Named region outline entries:
● ● ● ● ●

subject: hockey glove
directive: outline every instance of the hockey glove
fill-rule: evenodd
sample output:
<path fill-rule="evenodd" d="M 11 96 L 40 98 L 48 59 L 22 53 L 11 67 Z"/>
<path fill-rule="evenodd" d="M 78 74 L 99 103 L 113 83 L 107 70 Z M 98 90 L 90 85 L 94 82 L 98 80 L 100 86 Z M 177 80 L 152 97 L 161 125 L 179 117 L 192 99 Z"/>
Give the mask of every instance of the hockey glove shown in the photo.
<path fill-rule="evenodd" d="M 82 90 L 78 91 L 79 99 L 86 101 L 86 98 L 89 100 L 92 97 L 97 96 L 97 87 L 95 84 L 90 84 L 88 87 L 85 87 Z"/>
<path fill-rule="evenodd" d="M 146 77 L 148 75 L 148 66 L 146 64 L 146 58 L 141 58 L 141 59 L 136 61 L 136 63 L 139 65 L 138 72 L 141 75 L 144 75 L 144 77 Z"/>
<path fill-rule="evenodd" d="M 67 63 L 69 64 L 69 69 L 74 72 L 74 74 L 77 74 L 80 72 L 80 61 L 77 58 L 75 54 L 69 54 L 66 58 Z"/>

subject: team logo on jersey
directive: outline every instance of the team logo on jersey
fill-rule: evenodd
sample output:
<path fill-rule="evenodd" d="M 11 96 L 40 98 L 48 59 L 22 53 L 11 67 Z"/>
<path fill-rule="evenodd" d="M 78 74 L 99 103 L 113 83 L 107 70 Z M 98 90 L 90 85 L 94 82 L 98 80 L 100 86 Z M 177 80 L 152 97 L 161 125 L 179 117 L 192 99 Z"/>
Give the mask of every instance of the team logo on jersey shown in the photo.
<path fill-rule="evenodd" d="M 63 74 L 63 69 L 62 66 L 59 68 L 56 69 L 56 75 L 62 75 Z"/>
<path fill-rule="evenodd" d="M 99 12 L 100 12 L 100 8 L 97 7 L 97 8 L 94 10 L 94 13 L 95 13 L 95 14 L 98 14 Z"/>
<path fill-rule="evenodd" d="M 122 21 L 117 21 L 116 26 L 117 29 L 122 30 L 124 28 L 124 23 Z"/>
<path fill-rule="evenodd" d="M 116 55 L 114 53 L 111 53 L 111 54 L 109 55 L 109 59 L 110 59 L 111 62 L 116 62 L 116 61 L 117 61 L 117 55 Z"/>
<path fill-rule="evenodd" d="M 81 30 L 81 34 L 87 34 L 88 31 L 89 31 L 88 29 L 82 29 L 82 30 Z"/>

● ● ● ● ●

Recast the stretch of the entries above, from their start through the line containing "Give the mask of every instance of the hockey", as a numbered list, omitting any blank lines.

RESULT FOR THIS EXERCISE:
1. subject: hockey glove
2. directive: outline every instance of the hockey glove
3. fill-rule: evenodd
4. sample output:
5. <path fill-rule="evenodd" d="M 11 96 L 40 98 L 48 59 L 22 53 L 11 67 Z"/>
6. <path fill-rule="evenodd" d="M 78 74 L 99 103 L 113 83 L 107 70 Z M 98 90 L 90 85 L 94 82 L 98 80 L 100 86 Z M 177 80 L 152 97 L 161 125 L 179 117 L 192 99 Z"/>
7. Give the mask of every instance of the hockey glove shown in the photo.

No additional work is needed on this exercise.